> _What is asked_: Copy the lines that follow, keeping every character the same.

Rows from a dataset
· · · · · · ·

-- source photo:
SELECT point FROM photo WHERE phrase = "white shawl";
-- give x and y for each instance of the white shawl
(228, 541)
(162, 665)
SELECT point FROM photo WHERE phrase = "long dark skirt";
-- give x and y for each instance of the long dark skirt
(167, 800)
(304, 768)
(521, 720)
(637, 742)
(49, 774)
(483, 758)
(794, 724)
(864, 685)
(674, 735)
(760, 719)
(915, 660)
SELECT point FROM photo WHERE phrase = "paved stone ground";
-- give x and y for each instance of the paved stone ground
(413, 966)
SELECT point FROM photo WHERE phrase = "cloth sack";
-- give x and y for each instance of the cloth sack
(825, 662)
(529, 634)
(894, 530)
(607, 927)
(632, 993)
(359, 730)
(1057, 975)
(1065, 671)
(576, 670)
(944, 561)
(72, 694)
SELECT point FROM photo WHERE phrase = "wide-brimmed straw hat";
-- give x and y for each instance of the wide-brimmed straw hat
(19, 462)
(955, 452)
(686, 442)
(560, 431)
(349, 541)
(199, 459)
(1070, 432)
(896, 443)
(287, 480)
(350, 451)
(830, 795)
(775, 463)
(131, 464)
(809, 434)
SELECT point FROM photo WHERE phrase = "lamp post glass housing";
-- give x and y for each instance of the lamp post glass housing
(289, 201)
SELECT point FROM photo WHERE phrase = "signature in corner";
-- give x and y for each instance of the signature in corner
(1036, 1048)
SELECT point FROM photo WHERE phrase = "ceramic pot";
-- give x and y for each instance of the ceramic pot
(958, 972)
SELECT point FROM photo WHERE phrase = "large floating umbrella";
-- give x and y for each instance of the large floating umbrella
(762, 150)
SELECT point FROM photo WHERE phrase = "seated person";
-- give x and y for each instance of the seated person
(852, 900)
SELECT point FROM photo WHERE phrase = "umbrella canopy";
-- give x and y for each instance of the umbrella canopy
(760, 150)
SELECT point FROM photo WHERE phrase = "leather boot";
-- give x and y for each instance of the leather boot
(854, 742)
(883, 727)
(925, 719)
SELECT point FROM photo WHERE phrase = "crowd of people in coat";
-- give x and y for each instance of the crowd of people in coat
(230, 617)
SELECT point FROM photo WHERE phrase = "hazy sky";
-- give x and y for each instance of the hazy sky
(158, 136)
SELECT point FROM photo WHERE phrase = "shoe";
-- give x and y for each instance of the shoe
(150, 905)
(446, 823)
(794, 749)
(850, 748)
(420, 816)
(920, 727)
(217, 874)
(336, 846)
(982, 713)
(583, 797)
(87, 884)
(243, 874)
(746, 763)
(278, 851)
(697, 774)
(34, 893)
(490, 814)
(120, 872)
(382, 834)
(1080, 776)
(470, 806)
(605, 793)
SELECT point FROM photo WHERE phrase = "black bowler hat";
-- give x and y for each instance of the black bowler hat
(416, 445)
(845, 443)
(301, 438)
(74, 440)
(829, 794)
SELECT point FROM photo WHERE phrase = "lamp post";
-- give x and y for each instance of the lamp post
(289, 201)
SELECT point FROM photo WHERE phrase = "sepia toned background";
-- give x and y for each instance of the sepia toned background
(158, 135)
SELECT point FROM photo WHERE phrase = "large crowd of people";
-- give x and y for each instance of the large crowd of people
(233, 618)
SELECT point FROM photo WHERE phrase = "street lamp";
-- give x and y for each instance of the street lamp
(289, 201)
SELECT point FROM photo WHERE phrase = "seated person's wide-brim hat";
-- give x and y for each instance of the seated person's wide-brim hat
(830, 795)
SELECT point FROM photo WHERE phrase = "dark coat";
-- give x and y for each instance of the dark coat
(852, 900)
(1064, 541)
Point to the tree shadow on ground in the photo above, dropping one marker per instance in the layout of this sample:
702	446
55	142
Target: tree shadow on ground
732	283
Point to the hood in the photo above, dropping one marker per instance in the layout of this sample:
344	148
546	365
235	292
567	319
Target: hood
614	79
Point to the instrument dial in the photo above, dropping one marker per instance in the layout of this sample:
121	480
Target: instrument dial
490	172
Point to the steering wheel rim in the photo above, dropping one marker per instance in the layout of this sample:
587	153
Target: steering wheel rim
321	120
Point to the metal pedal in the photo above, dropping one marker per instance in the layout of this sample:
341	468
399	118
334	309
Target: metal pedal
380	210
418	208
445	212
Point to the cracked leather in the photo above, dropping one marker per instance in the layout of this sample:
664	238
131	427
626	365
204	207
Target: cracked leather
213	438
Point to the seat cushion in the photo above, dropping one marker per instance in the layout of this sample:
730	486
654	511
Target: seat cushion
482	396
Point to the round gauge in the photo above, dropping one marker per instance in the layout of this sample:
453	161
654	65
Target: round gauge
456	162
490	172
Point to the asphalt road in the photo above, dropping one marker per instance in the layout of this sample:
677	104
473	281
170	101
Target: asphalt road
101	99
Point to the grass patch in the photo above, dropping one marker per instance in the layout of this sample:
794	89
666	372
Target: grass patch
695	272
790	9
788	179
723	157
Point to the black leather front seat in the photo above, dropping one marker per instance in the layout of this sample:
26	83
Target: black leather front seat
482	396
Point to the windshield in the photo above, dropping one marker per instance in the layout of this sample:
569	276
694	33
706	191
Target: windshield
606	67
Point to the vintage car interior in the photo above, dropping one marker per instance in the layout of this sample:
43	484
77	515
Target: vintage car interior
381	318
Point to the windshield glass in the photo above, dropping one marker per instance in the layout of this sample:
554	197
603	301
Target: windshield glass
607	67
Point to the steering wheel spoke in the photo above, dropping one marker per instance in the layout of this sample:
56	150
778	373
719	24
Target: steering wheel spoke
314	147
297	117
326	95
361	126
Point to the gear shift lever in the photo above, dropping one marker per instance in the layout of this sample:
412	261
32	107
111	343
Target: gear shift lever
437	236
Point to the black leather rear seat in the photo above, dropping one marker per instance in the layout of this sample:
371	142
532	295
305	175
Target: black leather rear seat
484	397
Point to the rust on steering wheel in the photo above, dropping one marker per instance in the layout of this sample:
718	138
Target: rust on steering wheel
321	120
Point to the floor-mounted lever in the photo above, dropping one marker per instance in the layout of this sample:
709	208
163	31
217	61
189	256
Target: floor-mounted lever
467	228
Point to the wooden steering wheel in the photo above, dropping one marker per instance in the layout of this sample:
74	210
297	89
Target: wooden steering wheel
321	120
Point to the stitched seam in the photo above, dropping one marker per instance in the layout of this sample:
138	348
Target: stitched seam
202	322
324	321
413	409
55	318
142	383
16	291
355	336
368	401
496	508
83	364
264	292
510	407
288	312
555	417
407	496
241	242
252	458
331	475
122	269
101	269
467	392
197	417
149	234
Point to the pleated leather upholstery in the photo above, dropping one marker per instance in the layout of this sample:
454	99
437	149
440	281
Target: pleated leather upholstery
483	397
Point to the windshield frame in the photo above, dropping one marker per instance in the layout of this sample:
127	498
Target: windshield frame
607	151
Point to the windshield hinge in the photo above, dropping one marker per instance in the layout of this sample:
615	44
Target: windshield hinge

· · · · · · ·

> _Response to this task_:
-- source photo:
SELECT point FROM photo WHERE phrase = "white shawl";
-- give x and y for each instance of the white shawl
(228, 541)
(162, 665)
SELECT point FROM photo WHERE phrase = "long dark skirt";
-- give x and y for each instance of the long dark skirt
(167, 800)
(304, 768)
(521, 720)
(637, 742)
(49, 774)
(483, 758)
(794, 724)
(864, 685)
(674, 735)
(760, 719)
(915, 660)
SELECT point FROM photo WHERE phrase = "paved stone ground";
-- give x and y for each instance of the paved stone ground
(413, 966)
SELECT point FROM photo WHERE phrase = "cloth sack";
-- give x and y for each instance of the cloth sack
(825, 662)
(529, 634)
(894, 530)
(607, 927)
(632, 993)
(359, 730)
(1057, 975)
(1065, 671)
(576, 670)
(944, 561)
(72, 694)
SELECT point FROM photo WHERE phrase = "wide-brimmed straw hat";
-- give x and y for each instance of the wide-brimmed straw hat
(19, 462)
(955, 452)
(686, 442)
(560, 431)
(349, 541)
(199, 459)
(1070, 432)
(896, 443)
(287, 480)
(350, 451)
(830, 795)
(775, 463)
(131, 464)
(809, 434)
SELECT point FROM photo WHERE phrase = "lamp post glass housing";
-- give x and y for each instance of the lamp post glass housing
(289, 201)
SELECT point FROM photo WHERE phrase = "signature in corner";
-- give x and y for each instance of the signature in corner
(1036, 1048)
SELECT point FROM photo WHERE phrase = "ceramic pot";
-- give x and y for each instance of the ceramic pot
(958, 972)
SELECT point FROM photo WHERE phrase = "large floating umbrella";
-- give x and y for each instance of the large floating umbrella
(762, 150)
SELECT point FROM photo WHERE phrase = "seated person";
-- give x and y for each instance of the seated person
(852, 900)
SELECT point FROM photo WHERE phrase = "umbrella canopy";
-- give x and y for each instance of the umbrella canopy
(760, 150)
SELECT point FROM photo WHERE phrase = "leather boot";
-- give x and y for each instance of the leather boot
(854, 742)
(883, 727)
(925, 719)
SELECT point FROM photo WHERE phrase = "crowd of people in coat";
-- give x and y for each instance of the crowd of people in coat
(230, 617)
SELECT point FROM photo WHERE phrase = "hazy sky";
-- give x and y for each instance of the hazy sky
(158, 136)
SELECT point FROM photo WHERE phrase = "shoe";
-- give x and y for each instance of the shoe
(150, 905)
(446, 823)
(794, 749)
(850, 748)
(420, 816)
(920, 727)
(217, 874)
(336, 846)
(982, 713)
(583, 797)
(87, 884)
(243, 874)
(746, 763)
(278, 851)
(697, 774)
(34, 893)
(490, 814)
(120, 872)
(382, 834)
(1080, 776)
(470, 806)
(605, 793)
SELECT point FROM photo WHERE phrase = "black bowler hat";
-- give x and y for each instance of the black bowler hat
(416, 445)
(845, 443)
(301, 438)
(74, 440)
(829, 794)
SELECT point FROM photo WHERE phrase = "lamp post";
-- give x and y for each instance of the lamp post
(289, 201)
SELECT point FROM photo WHERE phrase = "sepia toned background";
-- give x and y for each instance of the sepia toned background
(158, 135)
SELECT point FROM photo WHERE phrase = "large crowd of people";
-- give x and y for each instance of the large crowd of people
(233, 618)
SELECT point FROM photo WHERE phrase = "street lamp";
-- give x and y for each instance of the street lamp
(289, 201)
SELECT point FROM photo WHERE phrase = "seated person's wide-brim hat";
-- give x and y for each instance of the seated person's wide-brim hat
(830, 795)
SELECT point FROM photo WHERE phrase = "dark coat";
-- give x and y for each instance of the dark coat
(852, 900)
(1064, 541)
Point to the tree shadow on ground in the photo above, dropping one marker per instance in the layout of this sample:
702	446
55	142
Target: tree shadow on ground
732	283
Point to the hood in the photo above, dropping one marker per instance in the layout of this sample:
344	148
546	365
235	292
567	319
Target: hood
614	79
Point to the instrument dial in the photo above, dropping one marker per instance in the layout of this sample:
121	480
Target: instrument dial
490	172
Point to the steering wheel rim in the photo above, dropping one marker per instance in the layout of this sample:
587	153
Target: steering wheel rim
321	120
Point to the metal pedal in the photo above, dropping one marker per instance in the layout of this sample:
341	468
399	118
334	309
Target: metal pedal
380	210
418	208
445	212
Point to the cracked leather in the photo above, dropping one marker per instance in the layout of this sample:
664	238
131	427
626	365
204	207
Target: cracked leather
213	438
Point to the seat cushion in the photo above, dropping one marker per instance in the layout of this sample:
730	486
654	511
Target: seat cushion
482	396
Point to the round gauge in the photo above, dropping one marker per instance in the layout of this sample:
453	161
654	65
Target: round gauge
456	162
490	172
Point to the asphalt road in the photo above, dropping one marker per instance in the layout of this sample:
677	104
473	281
170	101
Target: asphalt road
101	99
Point to the grass patch in the photo above, dropping one marker per instance in the layout of this sample:
794	89
666	372
Target: grass patch
695	272
790	9
788	179
723	157
Point to the black leather front seat in the photo above, dropping one marker per instance in the layout of this sample:
26	83
Target: black leather front seat
482	396
Point to the windshield in the photo above, dropping one marker per instance in the layout of this sample:
569	276
694	33
706	191
Target: windshield
606	67
Point to the vintage car interior in the photo above, dropping one marker per instance in the layout of this sample:
43	484
77	515
Target: vintage car interior
381	318
Point to the windshield glass in the photo above, dropping one marker per instance in the layout of this sample:
554	197
603	301
Target: windshield glass
607	67
Point to the steering wheel spoke in the photo above, dropping one marker per instance in the layout of this sample:
56	150
778	373
719	24
Target: steering wheel spoke
314	147
297	117
326	95
361	126
Point to the gear shift lever in the photo above, dropping one marker per instance in the layout of this sample:
412	261
32	107
111	343
Target: gear shift lever
437	236
Point to the black leather rear seat in the photo above, dropping one marker per instance in the layout of this sample:
371	142
532	295
305	175
Target: black leather rear seat
484	397
Point to the rust on steering wheel in the photo above, dropping one marker per instance in the layout of this sample:
718	138
Target: rust on steering wheel
321	120
Point to the floor-mounted lever in the photo above, dropping one marker per instance in the layout of this sample:
709	208
163	31
217	61
189	256
Target: floor-mounted lever
467	228
Point to the wooden steering wheel in the photo above, dropping one marker per instance in the layout of this sample:
74	210
297	89
Target: wooden steering wheel
321	120
Point to the stitched seam in the photo above, dropping one marker per instance in the layout of this sample:
138	348
Target: stitched seam
202	322
324	321
413	409
55	318
142	383
16	291
355	336
368	401
496	508
83	364
264	292
510	407
288	312
555	417
407	496
241	242
252	458
331	475
122	269
101	269
467	392
197	417
149	234
Point to the pleated leather upholstery in the photo above, dropping one marker per instance in the layout of this sample:
454	99
437	149
440	281
Target: pleated leather upholstery
483	397
Point to the windshield frame in the photo above, dropping one marker per instance in the layout of this sample:
127	498
Target: windshield frame
607	151
Point to the windshield hinge in the photo above, dropping one marker per instance in the layout of this sample:
615	44
Target: windshield hinge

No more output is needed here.